SUPPLIED PASSAGE START

On the encouraging side, studies have found that when IVM works, babies are healthy and develop normally.
"The principle behind this is great. It has potential and promise," said Christos Coutifaris, head of the University of Pennsylvania's IVF program. "But it's still experimental."
Danish researchers have led the way in developing better chemical solutions to nurture egg maturation. In November, Denmark-based Medicult became the first company to win FDA approval of its IVM culturing medium.
That medium is now being used by eight U.S. infertility clinics, including Delaware Valley Institute. A clinic in Florida and another in Illinois have each achieved a single IVM pregnancy, although one patient miscarried, according to Medicult and the clinics.
The new method may increase laboratory costs, as embryologist Jennifer Macdonald must closely monitor the eggs during their 32-hour sojourn in the culture medium. Fertilization also is a bit more expensive; to overcome the hardened-membrane problem, the egg is carefully punctured and a single sperm is injected.
Still, experts believe that maturing eggs outside the body could dramatically cut costs because the woman's ovaries would need minimal stimulation and she would need fewer ultrasounds and blood tests. Taliadouros estimates patients would need $900 worth of fertility drugs, instead of $5,000.
If science usurps yet another small but critical step in the creation of life, could abnormalities or defects turn up?
"We worry about that," he said. "But right now, we're doing it for patients for whom Nature doesn't do it better."
Women such as Mozes.
She didn't know she had polycystic ovarian syndrome until she first tried to get pregnant about eight years ago.

SUPPLIED PASSAGE END
RAW DATA START

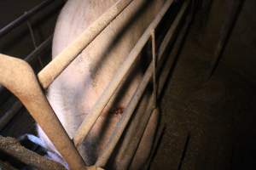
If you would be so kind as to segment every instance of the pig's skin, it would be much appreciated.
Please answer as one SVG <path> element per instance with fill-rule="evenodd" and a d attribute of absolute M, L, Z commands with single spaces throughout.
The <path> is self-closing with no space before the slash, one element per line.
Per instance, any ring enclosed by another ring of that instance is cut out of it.
<path fill-rule="evenodd" d="M 117 0 L 69 0 L 55 27 L 53 56 L 56 56 Z M 48 99 L 70 138 L 86 118 L 118 67 L 153 20 L 165 0 L 135 0 L 50 85 Z M 103 113 L 79 149 L 87 165 L 95 163 L 121 115 L 115 109 L 125 108 L 142 78 L 142 61 L 134 66 L 125 88 Z M 145 99 L 147 100 L 147 99 Z M 114 105 L 113 105 L 114 103 Z M 113 106 L 114 105 L 114 106 Z M 131 167 L 140 168 L 149 154 L 156 129 L 157 116 L 150 119 Z M 38 135 L 55 150 L 44 132 Z M 118 164 L 118 162 L 115 162 Z"/>

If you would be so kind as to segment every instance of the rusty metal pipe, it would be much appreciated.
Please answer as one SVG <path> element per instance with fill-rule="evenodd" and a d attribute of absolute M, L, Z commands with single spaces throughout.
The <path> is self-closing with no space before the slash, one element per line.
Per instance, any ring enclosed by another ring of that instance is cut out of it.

RAW DATA END

- _EXERCISE REQUIREMENTS_:
a: According to the IVM passage, how many hours do the eggs spend in the culture medium?
b: Please copy out the part of the IVM passage starting at "The new method" and ending at "sperm is injected.".

- _WRITTEN ANSWERS_:
a: 32 hours.

b:
The new method may increase laboratory costs, as embryologist Jennifer Macdonald must closely monitor the eggs during their 32-hour sojourn in the culture medium. Fertilization also is a bit more expensive; to overcome the hardened-membrane problem, the egg is carefully punctured and a single sperm is injected.